Write out each line of the records below that contains the string "reflective".

BEGIN

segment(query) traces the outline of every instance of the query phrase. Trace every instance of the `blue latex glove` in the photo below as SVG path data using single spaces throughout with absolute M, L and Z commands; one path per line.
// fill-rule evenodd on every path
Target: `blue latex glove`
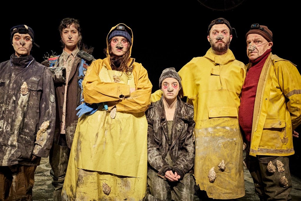
M 79 118 L 80 118 L 84 114 L 87 116 L 91 115 L 97 111 L 99 105 L 96 103 L 93 103 L 91 105 L 86 103 L 82 103 L 76 108 L 76 110 L 79 110 L 76 115 L 78 116 Z

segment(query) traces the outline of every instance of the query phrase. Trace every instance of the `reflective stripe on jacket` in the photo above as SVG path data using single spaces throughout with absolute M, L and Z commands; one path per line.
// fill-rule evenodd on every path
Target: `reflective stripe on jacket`
M 256 92 L 250 155 L 294 154 L 292 132 L 301 123 L 300 100 L 301 76 L 296 65 L 270 53 Z

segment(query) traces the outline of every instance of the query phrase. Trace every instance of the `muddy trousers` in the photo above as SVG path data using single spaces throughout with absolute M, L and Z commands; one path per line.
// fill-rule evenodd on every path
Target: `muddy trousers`
M 192 174 L 188 173 L 182 179 L 171 182 L 162 179 L 158 173 L 152 169 L 147 171 L 148 189 L 149 194 L 146 195 L 145 200 L 148 201 L 168 200 L 169 187 L 170 188 L 172 200 L 192 201 L 194 194 L 195 181 Z
M 51 166 L 50 175 L 52 178 L 54 201 L 61 200 L 62 189 L 70 154 L 70 149 L 67 146 L 65 140 L 64 139 L 64 135 L 63 135 L 62 143 L 60 139 L 59 145 L 54 143 L 49 154 L 49 162 Z
M 33 200 L 36 166 L 0 166 L 0 200 Z
M 245 162 L 253 179 L 255 193 L 260 201 L 291 200 L 290 193 L 292 186 L 289 158 L 269 156 L 253 156 L 249 155 L 250 148 L 250 142 L 249 142 L 246 150 Z M 283 164 L 284 171 L 283 172 L 278 171 L 276 164 L 277 160 Z M 270 161 L 276 167 L 275 172 L 270 173 L 267 169 Z M 287 183 L 282 182 L 282 180 L 281 180 L 281 178 L 283 176 L 287 179 Z

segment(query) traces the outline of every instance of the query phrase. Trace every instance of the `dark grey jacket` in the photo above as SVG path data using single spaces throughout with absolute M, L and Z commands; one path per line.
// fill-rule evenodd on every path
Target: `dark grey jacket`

END

▶ _Problem solution_:
segment(query) traces the outline of every instance of the query phrase. Trace every instance of the `reflective stripe on jacket` in the photo above as SVG path data using single spaces throughout with absolute M, L and Z commands; one path per line.
Target: `reflective stripe on jacket`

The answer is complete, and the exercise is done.